_INSTRUCTIONS FOR THE TASK_
Set down the listing that follows, unchanged, from the line with "Where in the photo below can the swimming" through the end of the listing, and nothing else.

::: RECORD LIST

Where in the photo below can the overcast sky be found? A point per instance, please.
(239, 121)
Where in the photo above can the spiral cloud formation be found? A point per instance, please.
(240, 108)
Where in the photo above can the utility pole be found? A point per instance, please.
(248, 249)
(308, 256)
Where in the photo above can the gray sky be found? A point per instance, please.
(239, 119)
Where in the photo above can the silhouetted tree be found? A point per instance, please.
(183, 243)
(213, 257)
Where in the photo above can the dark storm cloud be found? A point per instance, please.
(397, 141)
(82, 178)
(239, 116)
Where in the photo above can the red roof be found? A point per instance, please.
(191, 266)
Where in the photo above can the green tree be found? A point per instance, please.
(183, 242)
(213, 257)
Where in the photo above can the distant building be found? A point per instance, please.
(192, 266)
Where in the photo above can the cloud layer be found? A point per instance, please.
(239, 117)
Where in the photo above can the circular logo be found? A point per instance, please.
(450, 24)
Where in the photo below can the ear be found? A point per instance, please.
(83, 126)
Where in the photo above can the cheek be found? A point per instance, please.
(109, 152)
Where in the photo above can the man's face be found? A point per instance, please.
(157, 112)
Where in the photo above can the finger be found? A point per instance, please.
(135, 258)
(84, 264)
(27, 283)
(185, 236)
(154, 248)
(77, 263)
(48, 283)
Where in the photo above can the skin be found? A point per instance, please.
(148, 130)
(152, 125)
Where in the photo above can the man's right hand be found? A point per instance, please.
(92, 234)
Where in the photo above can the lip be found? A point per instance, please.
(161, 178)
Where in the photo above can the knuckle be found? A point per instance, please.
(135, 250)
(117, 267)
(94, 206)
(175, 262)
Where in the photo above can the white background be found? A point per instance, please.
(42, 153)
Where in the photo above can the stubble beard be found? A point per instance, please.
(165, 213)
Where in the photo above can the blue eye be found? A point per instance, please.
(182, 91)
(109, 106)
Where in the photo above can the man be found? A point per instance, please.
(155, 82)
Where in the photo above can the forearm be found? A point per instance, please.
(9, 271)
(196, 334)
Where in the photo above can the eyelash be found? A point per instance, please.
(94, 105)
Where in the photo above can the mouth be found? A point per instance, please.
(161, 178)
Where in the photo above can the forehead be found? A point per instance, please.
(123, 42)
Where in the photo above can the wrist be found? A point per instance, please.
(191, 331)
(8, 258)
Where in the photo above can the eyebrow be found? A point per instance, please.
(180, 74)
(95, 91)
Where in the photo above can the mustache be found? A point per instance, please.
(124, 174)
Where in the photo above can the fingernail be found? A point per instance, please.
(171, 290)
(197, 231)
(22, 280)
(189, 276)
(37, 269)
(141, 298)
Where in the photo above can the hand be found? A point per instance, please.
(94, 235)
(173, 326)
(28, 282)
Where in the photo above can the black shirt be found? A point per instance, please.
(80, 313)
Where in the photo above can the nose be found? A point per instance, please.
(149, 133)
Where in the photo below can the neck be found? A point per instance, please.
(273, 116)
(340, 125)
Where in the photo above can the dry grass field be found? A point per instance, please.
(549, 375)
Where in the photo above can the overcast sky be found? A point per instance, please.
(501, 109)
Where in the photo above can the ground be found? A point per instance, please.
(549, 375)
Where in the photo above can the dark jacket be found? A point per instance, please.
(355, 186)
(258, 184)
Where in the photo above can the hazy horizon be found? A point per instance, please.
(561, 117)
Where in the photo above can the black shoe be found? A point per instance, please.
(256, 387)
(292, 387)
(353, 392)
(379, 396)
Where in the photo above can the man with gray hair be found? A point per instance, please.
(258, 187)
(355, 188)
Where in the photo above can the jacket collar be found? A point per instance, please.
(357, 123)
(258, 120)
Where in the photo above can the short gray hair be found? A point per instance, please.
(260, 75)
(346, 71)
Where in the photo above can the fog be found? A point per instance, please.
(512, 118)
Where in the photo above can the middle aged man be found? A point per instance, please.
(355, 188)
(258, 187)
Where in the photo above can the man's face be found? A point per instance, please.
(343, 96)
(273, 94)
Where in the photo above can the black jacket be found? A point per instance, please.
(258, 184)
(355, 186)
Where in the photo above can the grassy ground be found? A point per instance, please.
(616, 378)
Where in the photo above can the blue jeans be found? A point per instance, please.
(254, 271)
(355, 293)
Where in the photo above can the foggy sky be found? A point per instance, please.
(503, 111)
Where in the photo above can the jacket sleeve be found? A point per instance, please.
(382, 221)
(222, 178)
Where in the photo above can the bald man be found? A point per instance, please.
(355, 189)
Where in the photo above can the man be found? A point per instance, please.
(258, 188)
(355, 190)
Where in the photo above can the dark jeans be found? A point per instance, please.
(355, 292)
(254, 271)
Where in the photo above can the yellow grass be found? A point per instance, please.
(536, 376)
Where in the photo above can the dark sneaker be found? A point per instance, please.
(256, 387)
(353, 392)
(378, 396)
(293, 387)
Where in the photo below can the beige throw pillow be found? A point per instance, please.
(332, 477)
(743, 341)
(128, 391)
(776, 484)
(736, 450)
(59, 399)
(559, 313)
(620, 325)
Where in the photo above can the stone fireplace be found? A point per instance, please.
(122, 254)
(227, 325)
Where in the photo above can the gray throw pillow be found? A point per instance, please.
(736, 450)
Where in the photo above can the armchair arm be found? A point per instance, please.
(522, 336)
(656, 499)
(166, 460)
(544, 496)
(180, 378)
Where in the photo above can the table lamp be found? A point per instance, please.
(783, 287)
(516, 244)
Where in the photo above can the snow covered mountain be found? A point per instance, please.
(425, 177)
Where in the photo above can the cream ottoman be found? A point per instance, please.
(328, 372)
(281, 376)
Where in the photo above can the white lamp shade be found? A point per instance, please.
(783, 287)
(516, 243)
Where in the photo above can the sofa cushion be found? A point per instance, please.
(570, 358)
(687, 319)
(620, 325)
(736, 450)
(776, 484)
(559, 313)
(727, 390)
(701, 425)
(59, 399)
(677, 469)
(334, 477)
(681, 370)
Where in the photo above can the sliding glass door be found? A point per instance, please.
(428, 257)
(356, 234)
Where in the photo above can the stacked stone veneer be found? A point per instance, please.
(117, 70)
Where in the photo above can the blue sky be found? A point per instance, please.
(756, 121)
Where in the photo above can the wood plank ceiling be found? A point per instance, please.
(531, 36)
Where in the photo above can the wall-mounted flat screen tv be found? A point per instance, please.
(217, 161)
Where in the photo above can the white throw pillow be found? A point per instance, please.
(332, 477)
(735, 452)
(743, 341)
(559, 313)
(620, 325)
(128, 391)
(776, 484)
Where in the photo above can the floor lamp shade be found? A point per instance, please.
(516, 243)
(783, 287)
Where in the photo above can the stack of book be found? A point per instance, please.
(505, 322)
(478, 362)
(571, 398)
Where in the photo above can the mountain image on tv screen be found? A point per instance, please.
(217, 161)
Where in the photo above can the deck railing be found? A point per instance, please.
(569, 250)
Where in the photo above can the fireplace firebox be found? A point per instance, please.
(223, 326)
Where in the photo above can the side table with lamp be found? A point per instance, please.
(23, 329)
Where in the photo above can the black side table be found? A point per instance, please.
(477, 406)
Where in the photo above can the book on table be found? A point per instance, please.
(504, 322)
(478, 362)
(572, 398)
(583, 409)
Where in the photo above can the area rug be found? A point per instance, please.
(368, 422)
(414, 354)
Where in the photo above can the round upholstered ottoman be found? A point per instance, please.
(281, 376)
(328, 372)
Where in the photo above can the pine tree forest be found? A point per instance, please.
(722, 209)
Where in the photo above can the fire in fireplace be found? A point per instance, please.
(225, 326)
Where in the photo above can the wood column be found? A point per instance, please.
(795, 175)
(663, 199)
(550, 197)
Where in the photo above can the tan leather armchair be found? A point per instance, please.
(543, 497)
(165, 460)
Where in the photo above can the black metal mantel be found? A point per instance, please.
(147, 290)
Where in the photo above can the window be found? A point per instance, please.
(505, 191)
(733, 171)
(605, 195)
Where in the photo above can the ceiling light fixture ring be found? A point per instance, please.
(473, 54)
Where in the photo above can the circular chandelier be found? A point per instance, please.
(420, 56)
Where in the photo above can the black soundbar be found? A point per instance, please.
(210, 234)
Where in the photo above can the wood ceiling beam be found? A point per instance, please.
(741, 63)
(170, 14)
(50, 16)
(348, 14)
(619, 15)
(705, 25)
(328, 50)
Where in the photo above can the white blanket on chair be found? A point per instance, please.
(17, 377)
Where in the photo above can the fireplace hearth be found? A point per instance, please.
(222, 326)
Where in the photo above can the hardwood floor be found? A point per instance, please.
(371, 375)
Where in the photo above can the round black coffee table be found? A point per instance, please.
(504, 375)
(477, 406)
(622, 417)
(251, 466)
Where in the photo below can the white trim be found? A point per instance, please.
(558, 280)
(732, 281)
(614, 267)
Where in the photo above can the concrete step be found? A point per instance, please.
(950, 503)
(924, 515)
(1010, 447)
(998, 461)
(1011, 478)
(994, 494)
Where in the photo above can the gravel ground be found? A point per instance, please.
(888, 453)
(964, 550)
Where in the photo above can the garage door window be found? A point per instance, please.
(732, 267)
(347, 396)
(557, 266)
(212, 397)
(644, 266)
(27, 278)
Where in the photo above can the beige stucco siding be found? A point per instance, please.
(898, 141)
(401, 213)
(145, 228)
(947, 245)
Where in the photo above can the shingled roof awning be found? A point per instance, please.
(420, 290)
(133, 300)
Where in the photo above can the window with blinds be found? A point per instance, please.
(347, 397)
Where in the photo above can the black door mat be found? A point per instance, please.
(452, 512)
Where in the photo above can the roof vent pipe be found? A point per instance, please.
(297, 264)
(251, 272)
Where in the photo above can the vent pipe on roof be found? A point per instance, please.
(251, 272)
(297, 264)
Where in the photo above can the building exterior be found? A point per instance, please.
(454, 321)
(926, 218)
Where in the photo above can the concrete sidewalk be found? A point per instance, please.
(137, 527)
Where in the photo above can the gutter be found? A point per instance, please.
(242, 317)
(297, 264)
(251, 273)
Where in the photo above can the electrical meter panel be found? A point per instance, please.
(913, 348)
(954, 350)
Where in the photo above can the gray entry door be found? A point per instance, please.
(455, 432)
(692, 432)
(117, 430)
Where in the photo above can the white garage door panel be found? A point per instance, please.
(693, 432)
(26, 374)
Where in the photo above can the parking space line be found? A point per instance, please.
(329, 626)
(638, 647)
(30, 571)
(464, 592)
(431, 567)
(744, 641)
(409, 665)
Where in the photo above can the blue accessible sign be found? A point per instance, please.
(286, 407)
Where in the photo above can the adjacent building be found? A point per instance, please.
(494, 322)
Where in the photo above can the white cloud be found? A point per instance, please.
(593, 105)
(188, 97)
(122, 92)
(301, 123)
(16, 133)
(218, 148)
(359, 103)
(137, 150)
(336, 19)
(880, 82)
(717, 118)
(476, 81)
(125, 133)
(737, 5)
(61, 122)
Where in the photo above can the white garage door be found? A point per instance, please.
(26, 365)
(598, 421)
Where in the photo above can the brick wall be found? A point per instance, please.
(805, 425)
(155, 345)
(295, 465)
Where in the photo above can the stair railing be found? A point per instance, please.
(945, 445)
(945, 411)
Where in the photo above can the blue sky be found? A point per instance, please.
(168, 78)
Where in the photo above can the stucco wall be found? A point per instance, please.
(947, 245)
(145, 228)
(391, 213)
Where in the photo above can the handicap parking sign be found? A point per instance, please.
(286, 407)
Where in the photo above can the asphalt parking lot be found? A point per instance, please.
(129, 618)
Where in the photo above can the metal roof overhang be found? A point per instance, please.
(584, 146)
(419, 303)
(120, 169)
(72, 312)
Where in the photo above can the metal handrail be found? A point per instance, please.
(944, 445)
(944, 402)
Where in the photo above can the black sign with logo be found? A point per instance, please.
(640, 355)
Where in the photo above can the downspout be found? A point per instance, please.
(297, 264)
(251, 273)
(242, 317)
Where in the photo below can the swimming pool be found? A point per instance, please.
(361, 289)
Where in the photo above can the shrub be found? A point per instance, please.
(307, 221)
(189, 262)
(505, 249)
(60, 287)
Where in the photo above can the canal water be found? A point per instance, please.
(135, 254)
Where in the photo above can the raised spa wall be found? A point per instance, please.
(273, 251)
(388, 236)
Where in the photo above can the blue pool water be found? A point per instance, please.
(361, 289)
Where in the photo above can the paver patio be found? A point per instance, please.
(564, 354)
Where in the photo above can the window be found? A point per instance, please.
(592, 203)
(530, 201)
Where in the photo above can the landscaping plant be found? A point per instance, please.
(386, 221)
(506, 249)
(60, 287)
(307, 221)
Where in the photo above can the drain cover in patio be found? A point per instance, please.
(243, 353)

::::::

_RESULT OF THE TASK_
Where in the photo below can the swimming pool be found? A point per instance, please.
(361, 289)
Where in the photo above can the shrub be found? A point per instance, please.
(307, 221)
(189, 262)
(505, 249)
(60, 287)
Where in the photo above can the canal water be found? A point per instance, please.
(135, 254)
Where in the photo above can the raised spa wall be found? A point per instance, please.
(273, 251)
(388, 236)
Where in the photo above can the blue pool water be found? A point per instance, please.
(361, 289)
Where in the photo above can the paver patio be found? A point per instance, please.
(564, 354)
Where in the photo above can the window be found? A point per instance, please.
(592, 203)
(530, 201)
Where in the photo above can the landscaping plant be found? A point per instance, please.
(386, 221)
(506, 249)
(60, 287)
(307, 221)
Where in the photo above can the drain cover in patio be found? A point per instance, please.
(243, 353)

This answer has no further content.